DATASET CONTENT:
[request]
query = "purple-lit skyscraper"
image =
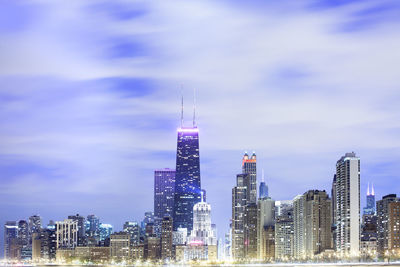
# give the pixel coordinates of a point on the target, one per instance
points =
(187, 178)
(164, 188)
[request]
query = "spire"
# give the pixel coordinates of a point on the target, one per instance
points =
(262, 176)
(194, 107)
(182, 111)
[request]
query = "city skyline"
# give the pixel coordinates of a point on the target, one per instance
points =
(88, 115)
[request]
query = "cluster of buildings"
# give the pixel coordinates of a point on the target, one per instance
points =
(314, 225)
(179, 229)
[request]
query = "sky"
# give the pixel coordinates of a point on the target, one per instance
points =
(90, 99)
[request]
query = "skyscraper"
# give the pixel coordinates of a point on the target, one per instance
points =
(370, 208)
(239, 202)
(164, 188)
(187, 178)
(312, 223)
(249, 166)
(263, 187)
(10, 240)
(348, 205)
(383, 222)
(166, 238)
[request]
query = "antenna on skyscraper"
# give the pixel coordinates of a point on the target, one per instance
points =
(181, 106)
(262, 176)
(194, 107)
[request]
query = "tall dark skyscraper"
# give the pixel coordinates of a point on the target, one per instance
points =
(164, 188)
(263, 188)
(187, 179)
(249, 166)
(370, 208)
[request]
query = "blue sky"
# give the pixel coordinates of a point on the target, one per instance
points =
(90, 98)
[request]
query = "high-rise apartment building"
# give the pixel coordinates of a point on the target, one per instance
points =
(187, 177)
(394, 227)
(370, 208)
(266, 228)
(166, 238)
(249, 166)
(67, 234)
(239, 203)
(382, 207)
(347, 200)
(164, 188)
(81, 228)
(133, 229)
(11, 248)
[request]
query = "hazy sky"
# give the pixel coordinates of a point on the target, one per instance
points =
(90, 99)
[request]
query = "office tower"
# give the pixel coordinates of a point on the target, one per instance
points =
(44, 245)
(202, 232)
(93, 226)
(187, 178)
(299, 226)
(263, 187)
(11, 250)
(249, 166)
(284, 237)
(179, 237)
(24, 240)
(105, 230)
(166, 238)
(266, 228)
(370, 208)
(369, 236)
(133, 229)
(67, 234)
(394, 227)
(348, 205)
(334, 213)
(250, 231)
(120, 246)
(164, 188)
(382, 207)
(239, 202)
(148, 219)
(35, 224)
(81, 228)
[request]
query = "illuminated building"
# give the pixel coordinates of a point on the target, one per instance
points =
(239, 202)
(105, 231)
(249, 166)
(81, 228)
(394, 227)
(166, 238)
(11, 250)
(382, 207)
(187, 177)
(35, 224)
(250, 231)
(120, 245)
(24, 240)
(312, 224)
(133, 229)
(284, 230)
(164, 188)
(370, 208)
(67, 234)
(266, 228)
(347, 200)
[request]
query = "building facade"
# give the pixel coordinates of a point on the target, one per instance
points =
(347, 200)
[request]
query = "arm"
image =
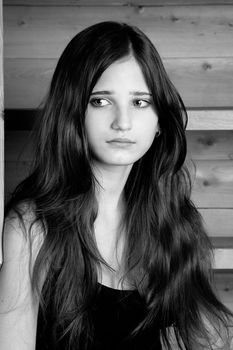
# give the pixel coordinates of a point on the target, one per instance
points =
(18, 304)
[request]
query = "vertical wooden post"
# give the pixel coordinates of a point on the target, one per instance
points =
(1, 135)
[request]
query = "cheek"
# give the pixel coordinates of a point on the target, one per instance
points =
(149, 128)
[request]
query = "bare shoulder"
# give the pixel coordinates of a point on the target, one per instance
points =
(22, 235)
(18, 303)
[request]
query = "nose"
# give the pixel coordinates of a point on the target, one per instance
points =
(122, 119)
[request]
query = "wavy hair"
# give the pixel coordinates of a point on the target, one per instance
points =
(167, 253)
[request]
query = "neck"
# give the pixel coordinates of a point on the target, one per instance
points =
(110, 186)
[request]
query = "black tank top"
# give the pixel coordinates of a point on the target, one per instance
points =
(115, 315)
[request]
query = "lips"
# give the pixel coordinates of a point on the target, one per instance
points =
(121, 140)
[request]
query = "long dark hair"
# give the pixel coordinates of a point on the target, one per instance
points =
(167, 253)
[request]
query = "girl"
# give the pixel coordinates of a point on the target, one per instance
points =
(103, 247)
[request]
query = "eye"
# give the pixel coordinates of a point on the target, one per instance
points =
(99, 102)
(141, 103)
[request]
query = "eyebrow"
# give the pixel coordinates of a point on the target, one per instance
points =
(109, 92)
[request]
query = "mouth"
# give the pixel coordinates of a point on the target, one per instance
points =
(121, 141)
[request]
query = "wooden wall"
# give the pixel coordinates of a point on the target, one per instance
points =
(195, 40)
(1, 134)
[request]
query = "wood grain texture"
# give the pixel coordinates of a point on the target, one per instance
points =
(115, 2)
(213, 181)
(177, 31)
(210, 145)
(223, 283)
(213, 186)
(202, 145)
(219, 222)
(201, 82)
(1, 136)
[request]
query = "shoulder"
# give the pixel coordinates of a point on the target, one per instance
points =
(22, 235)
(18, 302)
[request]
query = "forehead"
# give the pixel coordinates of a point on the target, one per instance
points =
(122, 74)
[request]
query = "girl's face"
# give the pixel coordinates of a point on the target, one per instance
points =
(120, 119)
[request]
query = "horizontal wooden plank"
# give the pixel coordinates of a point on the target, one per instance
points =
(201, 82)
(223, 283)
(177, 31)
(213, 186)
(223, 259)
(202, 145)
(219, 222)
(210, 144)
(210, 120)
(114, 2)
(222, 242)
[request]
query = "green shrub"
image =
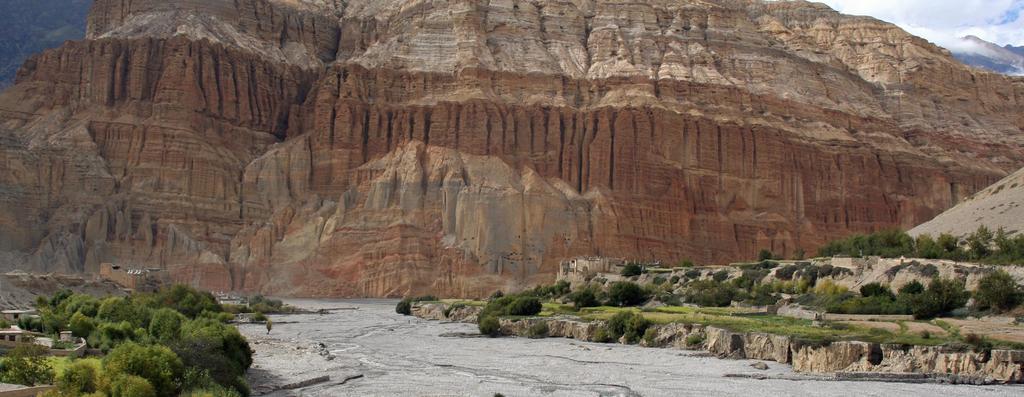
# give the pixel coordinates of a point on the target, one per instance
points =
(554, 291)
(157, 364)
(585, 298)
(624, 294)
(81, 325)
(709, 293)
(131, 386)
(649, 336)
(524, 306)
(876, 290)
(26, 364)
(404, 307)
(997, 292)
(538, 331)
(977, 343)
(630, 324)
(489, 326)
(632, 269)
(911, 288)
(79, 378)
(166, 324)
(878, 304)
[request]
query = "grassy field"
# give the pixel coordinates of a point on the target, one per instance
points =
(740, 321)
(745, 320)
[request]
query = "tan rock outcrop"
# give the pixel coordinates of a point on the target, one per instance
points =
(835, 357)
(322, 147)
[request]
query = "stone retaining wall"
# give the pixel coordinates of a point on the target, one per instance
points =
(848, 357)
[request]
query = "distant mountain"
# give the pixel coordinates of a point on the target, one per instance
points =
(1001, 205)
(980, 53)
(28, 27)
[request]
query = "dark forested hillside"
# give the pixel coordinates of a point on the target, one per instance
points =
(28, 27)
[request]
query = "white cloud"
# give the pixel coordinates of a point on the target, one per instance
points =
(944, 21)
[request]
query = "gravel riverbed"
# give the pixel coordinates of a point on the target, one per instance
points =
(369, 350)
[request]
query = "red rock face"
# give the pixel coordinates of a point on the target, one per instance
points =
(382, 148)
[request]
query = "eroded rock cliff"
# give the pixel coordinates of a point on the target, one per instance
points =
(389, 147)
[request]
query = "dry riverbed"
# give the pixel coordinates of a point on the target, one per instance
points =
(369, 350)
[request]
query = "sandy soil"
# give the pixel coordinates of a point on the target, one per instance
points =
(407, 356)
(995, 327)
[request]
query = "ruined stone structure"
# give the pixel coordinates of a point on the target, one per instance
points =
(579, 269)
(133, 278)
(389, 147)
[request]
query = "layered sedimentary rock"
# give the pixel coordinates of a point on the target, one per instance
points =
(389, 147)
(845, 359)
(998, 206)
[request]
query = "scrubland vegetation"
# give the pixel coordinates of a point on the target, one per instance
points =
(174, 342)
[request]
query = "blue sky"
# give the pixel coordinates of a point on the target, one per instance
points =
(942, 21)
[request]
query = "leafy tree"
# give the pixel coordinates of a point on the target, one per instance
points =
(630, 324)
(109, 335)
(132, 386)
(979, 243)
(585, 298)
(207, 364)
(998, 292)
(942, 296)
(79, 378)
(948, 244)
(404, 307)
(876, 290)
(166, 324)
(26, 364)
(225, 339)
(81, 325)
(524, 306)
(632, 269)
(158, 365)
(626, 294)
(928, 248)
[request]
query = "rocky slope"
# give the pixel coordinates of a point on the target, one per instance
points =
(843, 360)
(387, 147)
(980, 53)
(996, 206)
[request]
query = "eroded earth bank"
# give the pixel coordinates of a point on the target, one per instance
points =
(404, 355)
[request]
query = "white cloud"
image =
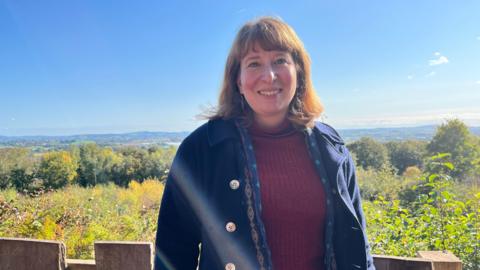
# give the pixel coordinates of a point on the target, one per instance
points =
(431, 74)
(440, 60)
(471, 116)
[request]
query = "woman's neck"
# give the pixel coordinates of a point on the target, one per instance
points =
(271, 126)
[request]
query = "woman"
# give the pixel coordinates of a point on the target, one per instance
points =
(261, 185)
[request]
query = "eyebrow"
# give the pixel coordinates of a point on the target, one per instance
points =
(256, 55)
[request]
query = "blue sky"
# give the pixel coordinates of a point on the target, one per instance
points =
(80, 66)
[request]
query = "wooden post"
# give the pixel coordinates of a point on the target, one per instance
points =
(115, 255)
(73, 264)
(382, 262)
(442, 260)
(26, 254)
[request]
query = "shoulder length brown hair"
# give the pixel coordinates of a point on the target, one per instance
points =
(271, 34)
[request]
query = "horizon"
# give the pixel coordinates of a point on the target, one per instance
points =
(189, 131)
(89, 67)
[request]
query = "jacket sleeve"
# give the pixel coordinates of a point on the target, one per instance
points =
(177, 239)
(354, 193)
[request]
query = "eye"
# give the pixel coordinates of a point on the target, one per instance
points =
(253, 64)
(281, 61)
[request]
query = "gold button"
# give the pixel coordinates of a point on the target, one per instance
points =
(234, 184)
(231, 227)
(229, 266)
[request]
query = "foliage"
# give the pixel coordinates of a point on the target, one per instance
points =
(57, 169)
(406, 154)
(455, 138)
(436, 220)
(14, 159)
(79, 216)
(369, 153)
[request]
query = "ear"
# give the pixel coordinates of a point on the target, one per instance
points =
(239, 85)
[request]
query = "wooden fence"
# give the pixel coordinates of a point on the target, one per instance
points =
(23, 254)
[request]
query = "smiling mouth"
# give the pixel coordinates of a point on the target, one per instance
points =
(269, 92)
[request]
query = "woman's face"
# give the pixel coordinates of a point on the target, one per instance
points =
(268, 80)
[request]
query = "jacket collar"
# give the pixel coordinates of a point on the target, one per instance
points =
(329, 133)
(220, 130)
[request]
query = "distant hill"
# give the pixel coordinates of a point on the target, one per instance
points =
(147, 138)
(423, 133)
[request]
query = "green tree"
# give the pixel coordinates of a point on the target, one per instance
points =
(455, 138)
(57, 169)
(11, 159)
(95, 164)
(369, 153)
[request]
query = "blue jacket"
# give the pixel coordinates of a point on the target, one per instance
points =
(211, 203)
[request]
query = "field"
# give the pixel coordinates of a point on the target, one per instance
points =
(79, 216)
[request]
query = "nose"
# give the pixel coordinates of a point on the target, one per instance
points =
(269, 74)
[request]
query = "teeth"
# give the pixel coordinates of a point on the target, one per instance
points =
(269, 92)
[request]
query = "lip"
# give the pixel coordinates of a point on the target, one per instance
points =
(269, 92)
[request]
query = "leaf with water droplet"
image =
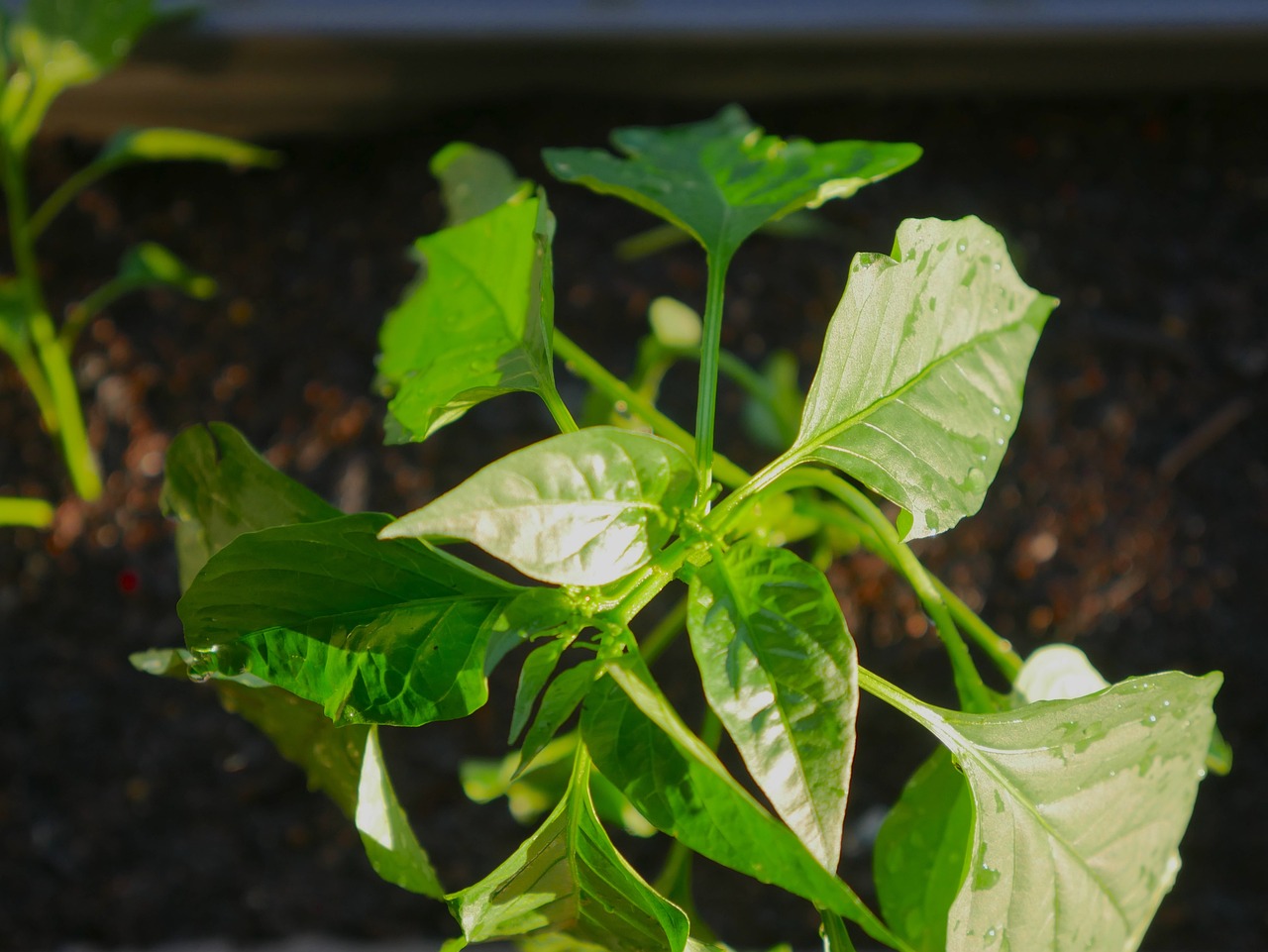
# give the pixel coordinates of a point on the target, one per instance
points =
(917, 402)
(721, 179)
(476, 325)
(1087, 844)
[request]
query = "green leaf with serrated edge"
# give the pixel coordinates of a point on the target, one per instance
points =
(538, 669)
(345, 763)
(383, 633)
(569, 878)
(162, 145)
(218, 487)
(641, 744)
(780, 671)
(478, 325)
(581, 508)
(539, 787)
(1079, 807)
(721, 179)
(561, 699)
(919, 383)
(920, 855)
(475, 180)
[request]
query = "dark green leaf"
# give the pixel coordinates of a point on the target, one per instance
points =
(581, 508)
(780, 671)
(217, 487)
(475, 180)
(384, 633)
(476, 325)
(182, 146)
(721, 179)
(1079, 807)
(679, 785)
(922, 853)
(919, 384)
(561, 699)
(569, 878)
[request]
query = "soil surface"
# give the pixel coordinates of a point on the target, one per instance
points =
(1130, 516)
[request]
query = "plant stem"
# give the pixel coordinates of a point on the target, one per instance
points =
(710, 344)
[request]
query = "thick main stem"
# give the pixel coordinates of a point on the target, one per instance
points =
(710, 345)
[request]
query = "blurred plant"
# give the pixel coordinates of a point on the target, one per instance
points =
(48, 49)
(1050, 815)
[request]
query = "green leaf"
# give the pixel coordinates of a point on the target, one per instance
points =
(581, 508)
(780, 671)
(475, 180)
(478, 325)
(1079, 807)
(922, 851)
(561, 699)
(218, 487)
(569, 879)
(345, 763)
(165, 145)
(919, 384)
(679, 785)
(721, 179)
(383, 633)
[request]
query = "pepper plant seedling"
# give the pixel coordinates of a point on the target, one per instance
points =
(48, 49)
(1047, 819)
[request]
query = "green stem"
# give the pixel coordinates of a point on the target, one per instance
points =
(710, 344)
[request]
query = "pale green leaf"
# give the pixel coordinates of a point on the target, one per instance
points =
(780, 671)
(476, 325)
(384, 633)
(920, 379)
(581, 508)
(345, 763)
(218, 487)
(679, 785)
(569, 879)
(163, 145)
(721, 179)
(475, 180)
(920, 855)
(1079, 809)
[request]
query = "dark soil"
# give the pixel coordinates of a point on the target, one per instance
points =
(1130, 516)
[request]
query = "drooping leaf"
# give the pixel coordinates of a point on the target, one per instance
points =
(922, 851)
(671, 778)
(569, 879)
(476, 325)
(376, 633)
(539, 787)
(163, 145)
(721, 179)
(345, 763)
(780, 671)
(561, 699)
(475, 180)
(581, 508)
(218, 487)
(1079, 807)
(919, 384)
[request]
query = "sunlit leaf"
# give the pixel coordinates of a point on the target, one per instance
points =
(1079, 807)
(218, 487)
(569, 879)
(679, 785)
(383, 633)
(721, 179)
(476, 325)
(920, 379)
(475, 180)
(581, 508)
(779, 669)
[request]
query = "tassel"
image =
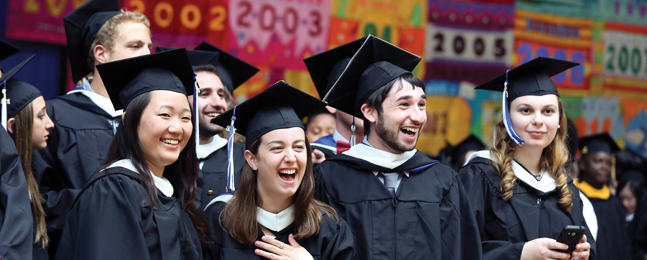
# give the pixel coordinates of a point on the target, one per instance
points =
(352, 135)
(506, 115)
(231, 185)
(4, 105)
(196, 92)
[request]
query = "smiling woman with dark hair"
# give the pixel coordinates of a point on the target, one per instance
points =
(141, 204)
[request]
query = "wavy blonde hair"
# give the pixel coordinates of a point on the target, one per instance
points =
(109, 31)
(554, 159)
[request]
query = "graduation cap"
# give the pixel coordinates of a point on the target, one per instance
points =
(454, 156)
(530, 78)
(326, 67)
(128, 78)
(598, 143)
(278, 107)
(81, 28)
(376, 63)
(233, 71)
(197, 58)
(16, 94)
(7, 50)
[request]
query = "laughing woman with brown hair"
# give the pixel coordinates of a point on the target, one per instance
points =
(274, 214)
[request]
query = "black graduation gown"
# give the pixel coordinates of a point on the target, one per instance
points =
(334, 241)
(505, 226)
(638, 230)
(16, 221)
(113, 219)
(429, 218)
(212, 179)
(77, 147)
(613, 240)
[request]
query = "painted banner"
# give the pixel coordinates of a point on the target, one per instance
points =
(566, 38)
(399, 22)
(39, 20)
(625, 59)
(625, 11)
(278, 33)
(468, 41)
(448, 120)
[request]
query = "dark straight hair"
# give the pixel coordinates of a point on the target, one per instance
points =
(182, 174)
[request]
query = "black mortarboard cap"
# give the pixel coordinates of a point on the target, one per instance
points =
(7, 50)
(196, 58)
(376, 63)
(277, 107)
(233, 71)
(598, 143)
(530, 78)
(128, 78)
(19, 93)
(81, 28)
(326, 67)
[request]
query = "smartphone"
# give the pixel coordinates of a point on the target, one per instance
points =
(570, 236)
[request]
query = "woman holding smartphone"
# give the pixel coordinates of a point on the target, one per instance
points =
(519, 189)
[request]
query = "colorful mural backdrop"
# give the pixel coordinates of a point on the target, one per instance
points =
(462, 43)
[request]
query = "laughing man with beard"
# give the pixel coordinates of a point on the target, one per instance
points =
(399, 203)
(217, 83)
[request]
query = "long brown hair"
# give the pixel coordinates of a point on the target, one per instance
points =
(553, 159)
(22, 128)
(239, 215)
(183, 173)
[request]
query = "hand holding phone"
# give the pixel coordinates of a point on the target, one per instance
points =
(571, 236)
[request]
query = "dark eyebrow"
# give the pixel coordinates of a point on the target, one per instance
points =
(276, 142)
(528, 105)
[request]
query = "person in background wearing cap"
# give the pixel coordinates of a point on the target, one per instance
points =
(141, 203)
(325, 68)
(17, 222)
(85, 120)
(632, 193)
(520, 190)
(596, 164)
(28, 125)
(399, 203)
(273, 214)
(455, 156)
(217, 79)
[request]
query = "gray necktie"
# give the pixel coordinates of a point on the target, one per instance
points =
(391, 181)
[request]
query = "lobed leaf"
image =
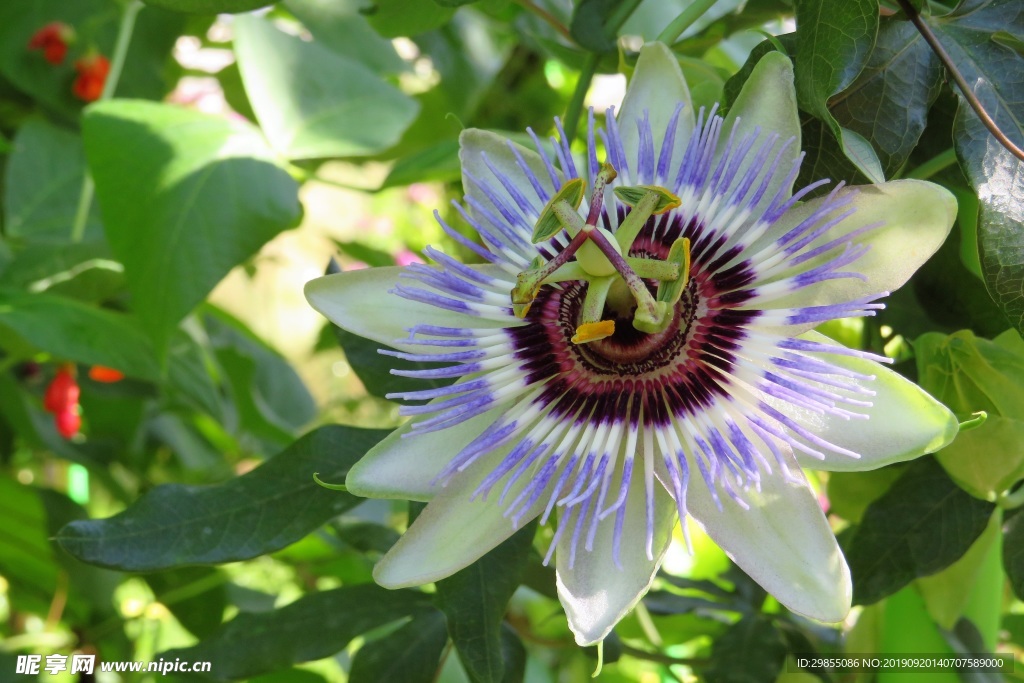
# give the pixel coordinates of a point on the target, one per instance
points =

TASK GOAL: Please report each line of the records that contains the string "jacket", copying every such line in full. Matching is case-sensitive.

TASK RESULT:
query = "jacket sleeve"
query = "jacket collar"
query = "blue jacket"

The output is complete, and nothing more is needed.